_INPUT FOR THIS TASK:_

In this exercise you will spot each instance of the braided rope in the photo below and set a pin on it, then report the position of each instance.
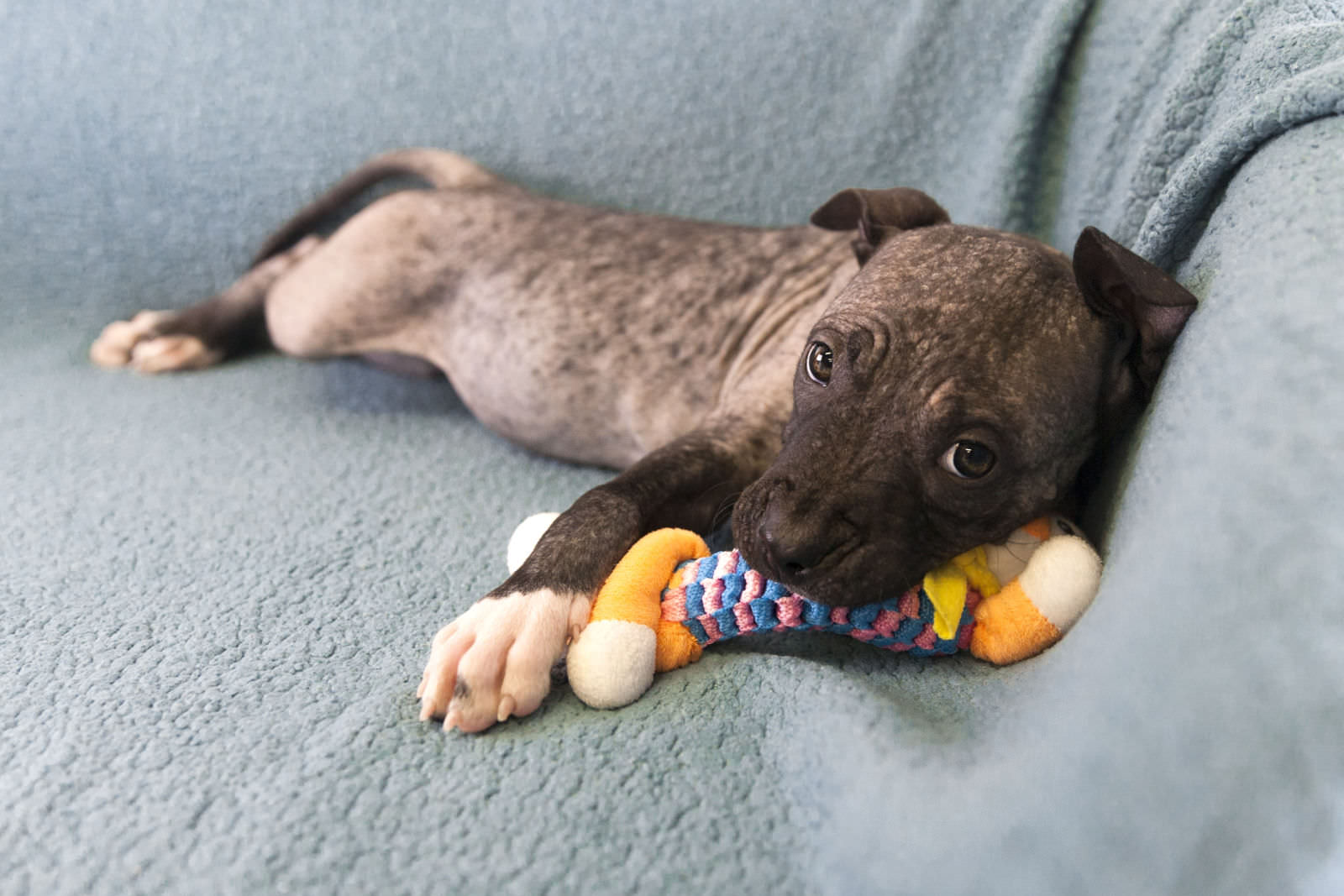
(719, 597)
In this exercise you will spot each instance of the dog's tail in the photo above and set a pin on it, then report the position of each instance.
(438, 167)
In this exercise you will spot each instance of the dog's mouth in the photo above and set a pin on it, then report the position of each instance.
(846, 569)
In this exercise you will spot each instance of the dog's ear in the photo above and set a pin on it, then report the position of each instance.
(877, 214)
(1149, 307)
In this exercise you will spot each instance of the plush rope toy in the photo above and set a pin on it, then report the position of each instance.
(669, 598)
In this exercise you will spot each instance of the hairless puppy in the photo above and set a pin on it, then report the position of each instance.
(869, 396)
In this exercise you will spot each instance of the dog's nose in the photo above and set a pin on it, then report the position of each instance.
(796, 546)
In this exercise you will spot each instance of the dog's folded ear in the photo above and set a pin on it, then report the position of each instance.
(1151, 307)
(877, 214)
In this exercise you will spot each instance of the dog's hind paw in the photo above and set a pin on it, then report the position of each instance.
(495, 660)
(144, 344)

_WHAT IS NEEDED:_ Scale the part of the records that opens with the line containing "the dog's mouth" and closes with the last line of the records, both included. Repeat every line, requests unchanged, but multiply each point coordinate by 2.05 and round it to a whole number, with halves going up.

_EXERCISE RESPONSE:_
In this exercise you will spot each instance of the dog's mouth in the photo above and set a pin on it, then report the position of each instance.
(1734, 1166)
In this exercise you will spot each instance of the dog's ear in the photo above and set a pin on it, then report the position of each instance.
(1798, 439)
(2355, 629)
In this exercise you will spot each instance of the plush rope toy in the photo above and set a pin on it, then report the position of each instance.
(1371, 1226)
In this exercise you will spot each instance of the hairless puppy in the photo above and set a pin on it, then report the position of each instance.
(1781, 812)
In this exercise you will spot each instance of the dog's nose in the photo above and set a pin on it, then report the position of each instance.
(1632, 1119)
In this exercise you will spot each instance of the dog's folded ear in the photo above and set a pin on it, then report the position of each instance.
(2360, 629)
(1798, 439)
In this exercise you will spot each instance of the dog's hind paw in the photo above and set a pin on it, then report the position of each instance.
(1015, 1353)
(295, 705)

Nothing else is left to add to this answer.